3. The Court rejected the Defence argument that Stevenson’s injuries constituted a “minor injury” for which general damages are capped by:
 I do not accept any evidence to demonstrate the injuries suffered by Stevenson are minor injuries under the Minor Injury Regulation. I have determined the index accident was not a very minor scraping incident. The accident involved Thompson’s vehicle striking Stevenson’s vehicle at an approximate speed of 5 kilometres per hour and which impact even Thompson allowed, could have pushed the stationary vehicle of Stevenson by 1 foot to 1-1/2 feet. At the time of the impact, Stevenson was seated unbuckled in a precarious position in her vehicle with her body twisted.
 While some of Stevenson’s pain complaints are subjective, there is an abundance of objective observations on Stevenson’s pain made by her professional caregivers commencing within a short time after the index accident and continuing to the trial date. Any complaints of pre-existing pain made by Stevenson in similar areas of her body seem to have been resolved by the date of the index accident. Dr. Flaschner, Dr. Curtis and both Drs. Cosmans testified Stevenson experienced a whiplash type disorder which seemed to arise from the index accident. Dr. Flaschner described the index accident as the inciting event which caused Stevenson’s pain complaints.
. . .
 In summary I am satisfied beyond a balance of probabilities Thompson’s negligence caused Stevenson’s injuries as diagnosed by Dr. Flaschner. Her pain complaints arising from her injuries caused a substantial inability for her to engage in normal acts of daily living.
4. The Court applied a 20% reduction to Stevenson’s claim due to a failure to mitigate her damages by “walking her own path” on rehabilitation:
 Her course of conduct in refusing to follow her caregivers’ advice has not helped her chronic pain condition. Instead, for some unknown reason she follows her own counsel. Such counsel amounts to a failure to mitigate. This failure to mitigate will result in a discount of the damages awarded to her.
. . .

- Work to complete
Copy the part of the injury case summary from "3. The Court" to "her body twisted." word for word.

- Entries shown
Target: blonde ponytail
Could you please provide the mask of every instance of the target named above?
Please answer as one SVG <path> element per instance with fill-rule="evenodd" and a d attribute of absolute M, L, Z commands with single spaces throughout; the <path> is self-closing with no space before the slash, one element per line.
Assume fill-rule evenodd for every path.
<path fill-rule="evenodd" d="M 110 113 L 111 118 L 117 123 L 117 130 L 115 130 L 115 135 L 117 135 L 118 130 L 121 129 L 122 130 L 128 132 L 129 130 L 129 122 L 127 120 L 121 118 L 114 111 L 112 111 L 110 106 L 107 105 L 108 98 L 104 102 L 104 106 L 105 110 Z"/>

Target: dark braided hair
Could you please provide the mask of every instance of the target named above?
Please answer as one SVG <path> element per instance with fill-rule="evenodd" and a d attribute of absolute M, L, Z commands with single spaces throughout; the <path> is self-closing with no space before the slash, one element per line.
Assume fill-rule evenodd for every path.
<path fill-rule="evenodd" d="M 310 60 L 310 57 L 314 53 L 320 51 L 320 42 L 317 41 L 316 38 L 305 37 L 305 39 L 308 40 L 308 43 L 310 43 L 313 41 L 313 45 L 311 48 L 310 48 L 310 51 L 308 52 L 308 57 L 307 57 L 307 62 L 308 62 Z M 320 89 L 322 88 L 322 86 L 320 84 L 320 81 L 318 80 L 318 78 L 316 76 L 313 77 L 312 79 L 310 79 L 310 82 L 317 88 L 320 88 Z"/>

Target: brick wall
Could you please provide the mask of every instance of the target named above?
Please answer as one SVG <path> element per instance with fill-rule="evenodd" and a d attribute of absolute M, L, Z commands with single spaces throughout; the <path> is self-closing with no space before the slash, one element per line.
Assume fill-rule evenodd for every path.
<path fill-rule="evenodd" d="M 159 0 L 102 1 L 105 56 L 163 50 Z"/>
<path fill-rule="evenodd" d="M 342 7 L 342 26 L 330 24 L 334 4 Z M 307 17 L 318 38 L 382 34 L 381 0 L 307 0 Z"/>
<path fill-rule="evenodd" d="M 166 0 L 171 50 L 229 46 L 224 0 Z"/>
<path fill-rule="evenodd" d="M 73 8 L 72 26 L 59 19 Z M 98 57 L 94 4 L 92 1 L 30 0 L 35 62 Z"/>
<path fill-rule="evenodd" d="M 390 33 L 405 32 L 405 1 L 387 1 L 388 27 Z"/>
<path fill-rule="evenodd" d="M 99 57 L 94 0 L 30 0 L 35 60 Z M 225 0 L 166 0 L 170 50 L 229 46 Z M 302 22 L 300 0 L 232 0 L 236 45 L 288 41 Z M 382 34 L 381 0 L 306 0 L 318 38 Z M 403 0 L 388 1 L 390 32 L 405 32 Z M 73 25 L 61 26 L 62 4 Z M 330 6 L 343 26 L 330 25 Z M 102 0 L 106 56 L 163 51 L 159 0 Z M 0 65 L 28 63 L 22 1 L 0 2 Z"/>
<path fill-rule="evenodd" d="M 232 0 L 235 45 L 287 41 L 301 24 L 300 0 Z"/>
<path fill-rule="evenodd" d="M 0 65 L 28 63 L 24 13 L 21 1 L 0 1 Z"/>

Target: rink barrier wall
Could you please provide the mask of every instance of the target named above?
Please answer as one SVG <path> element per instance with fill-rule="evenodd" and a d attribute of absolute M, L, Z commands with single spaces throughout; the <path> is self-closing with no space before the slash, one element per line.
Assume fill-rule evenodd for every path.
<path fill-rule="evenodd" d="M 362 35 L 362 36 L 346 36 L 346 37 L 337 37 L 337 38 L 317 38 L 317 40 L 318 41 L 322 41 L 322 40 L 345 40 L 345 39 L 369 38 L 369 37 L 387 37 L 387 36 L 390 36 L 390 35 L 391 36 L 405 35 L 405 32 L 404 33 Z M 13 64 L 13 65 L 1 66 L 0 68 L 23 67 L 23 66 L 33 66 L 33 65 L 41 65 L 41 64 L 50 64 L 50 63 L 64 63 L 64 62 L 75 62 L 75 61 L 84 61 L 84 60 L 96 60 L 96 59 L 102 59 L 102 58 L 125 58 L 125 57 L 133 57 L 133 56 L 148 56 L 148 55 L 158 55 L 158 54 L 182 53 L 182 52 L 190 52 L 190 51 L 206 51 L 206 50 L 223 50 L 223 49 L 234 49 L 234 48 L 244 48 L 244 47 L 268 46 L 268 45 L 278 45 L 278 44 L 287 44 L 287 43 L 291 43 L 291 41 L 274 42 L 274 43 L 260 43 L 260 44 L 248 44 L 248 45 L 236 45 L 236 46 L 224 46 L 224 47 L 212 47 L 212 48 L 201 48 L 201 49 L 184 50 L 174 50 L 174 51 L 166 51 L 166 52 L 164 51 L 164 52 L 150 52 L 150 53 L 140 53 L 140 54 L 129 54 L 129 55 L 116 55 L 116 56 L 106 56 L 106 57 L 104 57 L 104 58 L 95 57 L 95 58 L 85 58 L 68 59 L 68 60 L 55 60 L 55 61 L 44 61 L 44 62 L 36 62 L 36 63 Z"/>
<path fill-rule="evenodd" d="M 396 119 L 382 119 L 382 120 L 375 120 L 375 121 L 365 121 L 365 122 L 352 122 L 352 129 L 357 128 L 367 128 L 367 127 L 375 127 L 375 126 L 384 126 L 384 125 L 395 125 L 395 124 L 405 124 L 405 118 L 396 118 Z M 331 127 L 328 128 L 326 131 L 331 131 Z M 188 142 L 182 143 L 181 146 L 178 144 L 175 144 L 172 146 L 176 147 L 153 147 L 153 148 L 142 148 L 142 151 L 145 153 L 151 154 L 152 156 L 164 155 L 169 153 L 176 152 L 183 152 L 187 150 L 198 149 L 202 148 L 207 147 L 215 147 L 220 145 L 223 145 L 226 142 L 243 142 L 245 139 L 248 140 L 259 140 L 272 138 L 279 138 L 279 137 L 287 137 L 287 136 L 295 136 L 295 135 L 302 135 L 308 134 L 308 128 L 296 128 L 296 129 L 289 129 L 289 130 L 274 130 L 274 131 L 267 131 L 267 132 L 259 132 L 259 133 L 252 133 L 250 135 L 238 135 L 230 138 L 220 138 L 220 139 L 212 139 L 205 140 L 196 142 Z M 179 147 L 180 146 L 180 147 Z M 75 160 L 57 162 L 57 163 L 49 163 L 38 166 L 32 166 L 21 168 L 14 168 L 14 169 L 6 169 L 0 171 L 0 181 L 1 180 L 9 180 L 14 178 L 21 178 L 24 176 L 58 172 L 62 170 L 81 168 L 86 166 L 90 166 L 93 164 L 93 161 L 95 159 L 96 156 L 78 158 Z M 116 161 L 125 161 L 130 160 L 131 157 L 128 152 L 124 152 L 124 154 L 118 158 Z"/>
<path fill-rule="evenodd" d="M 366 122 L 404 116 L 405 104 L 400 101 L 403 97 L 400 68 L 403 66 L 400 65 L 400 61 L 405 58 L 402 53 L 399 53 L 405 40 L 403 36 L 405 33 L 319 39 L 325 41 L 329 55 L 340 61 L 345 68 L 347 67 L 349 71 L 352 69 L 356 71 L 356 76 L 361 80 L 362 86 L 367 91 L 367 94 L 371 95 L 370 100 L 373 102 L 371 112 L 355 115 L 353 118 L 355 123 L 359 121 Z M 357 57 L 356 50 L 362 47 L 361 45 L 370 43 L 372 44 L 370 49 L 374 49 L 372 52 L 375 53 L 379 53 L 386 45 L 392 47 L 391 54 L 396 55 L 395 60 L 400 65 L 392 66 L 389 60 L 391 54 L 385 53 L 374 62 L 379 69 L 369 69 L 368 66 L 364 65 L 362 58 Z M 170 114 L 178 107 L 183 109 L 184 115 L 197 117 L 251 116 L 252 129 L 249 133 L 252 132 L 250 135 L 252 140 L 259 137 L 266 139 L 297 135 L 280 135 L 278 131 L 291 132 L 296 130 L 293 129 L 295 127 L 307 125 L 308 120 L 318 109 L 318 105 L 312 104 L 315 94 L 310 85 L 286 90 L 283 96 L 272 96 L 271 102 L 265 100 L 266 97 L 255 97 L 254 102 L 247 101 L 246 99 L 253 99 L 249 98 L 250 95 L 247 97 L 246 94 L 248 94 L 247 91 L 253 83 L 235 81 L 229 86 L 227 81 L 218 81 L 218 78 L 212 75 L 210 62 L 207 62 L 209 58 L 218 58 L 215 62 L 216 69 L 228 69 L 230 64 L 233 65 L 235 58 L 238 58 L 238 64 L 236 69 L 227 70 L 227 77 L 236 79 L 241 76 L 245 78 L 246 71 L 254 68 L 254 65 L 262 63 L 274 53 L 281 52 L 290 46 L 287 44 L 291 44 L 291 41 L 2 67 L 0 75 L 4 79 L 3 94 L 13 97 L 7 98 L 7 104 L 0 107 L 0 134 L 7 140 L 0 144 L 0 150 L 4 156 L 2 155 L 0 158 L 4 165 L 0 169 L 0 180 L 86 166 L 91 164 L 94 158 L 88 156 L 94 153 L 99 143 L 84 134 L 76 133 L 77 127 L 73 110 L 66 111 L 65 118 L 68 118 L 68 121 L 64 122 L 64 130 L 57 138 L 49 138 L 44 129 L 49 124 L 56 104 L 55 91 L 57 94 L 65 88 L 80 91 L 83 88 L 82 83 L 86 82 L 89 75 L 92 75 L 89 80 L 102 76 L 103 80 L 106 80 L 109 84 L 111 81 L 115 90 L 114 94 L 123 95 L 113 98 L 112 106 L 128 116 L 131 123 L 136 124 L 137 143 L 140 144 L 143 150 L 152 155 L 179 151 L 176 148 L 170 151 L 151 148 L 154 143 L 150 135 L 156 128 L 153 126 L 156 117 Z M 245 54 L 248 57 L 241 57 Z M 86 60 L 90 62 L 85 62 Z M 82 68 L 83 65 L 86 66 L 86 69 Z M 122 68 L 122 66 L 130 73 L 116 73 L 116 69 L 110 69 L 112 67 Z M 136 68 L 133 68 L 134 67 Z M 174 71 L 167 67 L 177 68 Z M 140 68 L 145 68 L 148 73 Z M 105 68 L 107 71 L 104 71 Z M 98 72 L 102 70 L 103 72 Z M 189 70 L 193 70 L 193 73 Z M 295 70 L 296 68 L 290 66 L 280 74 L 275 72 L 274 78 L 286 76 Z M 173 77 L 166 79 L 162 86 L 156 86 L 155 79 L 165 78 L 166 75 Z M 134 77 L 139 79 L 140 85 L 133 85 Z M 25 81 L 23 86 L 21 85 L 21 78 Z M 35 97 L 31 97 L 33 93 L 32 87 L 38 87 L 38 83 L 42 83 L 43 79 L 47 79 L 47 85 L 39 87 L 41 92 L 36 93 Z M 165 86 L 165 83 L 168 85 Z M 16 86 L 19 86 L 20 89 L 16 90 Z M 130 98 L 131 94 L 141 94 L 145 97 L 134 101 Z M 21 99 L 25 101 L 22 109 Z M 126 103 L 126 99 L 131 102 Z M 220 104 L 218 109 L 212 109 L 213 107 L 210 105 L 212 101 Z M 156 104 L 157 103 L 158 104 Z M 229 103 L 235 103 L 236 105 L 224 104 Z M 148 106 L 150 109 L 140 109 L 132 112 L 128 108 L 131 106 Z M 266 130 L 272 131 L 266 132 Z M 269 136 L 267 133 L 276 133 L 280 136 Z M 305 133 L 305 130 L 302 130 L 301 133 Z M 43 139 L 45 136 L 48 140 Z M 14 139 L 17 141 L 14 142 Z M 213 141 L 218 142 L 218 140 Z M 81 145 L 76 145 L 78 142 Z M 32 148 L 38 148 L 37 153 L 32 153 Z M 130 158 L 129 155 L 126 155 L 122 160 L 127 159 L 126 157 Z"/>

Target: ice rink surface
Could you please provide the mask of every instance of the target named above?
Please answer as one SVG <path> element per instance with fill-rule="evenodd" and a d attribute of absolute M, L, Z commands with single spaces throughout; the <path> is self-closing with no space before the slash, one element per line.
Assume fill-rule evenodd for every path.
...
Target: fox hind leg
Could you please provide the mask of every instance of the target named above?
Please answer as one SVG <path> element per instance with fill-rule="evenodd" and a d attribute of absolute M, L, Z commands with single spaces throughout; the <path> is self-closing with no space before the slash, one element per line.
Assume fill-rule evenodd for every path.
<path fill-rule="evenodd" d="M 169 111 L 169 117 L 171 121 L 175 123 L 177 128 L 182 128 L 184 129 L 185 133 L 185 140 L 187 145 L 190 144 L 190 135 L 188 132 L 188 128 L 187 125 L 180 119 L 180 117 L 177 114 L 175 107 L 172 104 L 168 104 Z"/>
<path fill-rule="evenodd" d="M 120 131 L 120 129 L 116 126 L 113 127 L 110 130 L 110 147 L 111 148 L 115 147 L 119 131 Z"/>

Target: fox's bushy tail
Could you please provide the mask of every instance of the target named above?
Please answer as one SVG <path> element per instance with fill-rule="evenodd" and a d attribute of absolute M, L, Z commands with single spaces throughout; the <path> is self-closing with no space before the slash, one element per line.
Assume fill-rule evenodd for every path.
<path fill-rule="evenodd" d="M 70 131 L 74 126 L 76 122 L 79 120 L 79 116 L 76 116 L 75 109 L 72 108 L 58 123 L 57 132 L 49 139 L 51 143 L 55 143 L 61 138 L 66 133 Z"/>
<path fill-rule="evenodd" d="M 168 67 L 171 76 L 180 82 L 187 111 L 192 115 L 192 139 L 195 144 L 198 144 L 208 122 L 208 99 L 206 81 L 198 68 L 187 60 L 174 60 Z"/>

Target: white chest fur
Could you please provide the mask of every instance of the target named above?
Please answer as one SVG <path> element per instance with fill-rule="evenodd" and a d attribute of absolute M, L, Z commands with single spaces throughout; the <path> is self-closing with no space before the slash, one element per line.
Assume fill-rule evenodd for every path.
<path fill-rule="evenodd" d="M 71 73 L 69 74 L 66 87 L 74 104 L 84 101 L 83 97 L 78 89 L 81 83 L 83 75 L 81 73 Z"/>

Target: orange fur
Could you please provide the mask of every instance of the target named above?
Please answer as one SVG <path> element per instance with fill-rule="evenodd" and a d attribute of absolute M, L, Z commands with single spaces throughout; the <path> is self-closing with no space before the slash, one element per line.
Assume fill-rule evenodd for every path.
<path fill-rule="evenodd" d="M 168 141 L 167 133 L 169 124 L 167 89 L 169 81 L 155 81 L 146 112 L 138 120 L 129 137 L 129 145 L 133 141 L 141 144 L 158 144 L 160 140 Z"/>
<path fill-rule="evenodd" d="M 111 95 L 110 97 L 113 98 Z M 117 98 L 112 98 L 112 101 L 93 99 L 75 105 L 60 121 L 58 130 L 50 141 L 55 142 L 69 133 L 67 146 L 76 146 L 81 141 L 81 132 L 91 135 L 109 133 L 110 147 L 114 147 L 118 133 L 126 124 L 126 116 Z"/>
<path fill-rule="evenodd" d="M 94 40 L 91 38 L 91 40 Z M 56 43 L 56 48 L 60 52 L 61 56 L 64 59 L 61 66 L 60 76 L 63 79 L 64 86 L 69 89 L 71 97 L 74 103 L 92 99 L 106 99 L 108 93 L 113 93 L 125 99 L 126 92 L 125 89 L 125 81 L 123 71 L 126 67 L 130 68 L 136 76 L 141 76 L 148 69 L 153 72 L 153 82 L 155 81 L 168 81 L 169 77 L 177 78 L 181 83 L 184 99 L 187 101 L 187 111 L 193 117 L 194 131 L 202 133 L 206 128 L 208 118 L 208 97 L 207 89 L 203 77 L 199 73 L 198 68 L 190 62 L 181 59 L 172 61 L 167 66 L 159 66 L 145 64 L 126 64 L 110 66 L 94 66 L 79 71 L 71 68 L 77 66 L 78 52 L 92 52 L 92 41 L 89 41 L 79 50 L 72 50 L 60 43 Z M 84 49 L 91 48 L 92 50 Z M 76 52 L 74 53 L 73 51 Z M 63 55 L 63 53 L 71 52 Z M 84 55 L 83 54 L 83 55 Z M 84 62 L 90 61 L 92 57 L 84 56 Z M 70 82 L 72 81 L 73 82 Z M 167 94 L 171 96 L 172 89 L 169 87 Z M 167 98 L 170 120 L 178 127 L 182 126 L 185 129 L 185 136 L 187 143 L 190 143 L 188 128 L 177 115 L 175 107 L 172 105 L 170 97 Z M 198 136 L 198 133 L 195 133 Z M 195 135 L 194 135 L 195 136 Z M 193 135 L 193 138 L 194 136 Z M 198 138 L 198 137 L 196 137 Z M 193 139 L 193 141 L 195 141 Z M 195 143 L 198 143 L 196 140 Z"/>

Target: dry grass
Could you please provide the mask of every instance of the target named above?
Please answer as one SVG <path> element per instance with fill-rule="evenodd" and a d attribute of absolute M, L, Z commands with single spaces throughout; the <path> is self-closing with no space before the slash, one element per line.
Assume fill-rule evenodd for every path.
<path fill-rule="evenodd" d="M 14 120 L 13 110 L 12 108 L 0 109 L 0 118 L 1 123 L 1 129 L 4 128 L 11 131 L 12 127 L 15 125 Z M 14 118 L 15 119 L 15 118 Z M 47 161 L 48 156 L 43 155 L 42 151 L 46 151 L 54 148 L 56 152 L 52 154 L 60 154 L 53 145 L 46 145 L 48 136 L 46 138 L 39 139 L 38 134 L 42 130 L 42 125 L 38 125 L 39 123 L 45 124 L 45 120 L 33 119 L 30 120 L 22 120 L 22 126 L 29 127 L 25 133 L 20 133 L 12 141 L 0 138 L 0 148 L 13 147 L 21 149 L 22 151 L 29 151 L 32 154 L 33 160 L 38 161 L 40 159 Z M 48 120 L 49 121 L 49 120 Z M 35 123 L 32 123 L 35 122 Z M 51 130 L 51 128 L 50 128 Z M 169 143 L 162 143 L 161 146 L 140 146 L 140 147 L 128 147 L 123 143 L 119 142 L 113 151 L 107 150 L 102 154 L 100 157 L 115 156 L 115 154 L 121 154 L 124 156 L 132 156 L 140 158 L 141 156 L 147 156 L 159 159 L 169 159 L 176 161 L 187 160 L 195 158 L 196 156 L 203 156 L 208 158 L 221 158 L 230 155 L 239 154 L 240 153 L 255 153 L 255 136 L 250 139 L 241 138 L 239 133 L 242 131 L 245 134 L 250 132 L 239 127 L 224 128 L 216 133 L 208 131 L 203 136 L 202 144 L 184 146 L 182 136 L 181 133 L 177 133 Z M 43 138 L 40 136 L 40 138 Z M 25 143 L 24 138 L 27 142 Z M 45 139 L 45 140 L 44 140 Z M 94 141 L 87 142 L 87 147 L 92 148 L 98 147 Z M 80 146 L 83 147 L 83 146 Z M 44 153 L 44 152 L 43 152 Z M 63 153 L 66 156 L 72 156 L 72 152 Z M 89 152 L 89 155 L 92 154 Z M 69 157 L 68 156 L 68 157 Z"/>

- Result of this task
3. The Court rejected the Defence argument that Stevenson’s injuries constituted a “minor injury” for which general damages are capped by:
 I do not accept any evidence to demonstrate the injuries suffered by Stevenson are minor injuries under the Minor Injury Regulation. I have determined the index accident was not a very minor scraping incident. The accident involved Thompson’s vehicle striking Stevenson’s vehicle at an approximate speed of 5 kilometres per hour and which impact even Thompson allowed, could have pushed the stationary vehicle of Stevenson by 1 foot to 1-1/2 feet. At the time of the impact, Stevenson was seated unbuckled in a precarious position in her vehicle with her body twisted.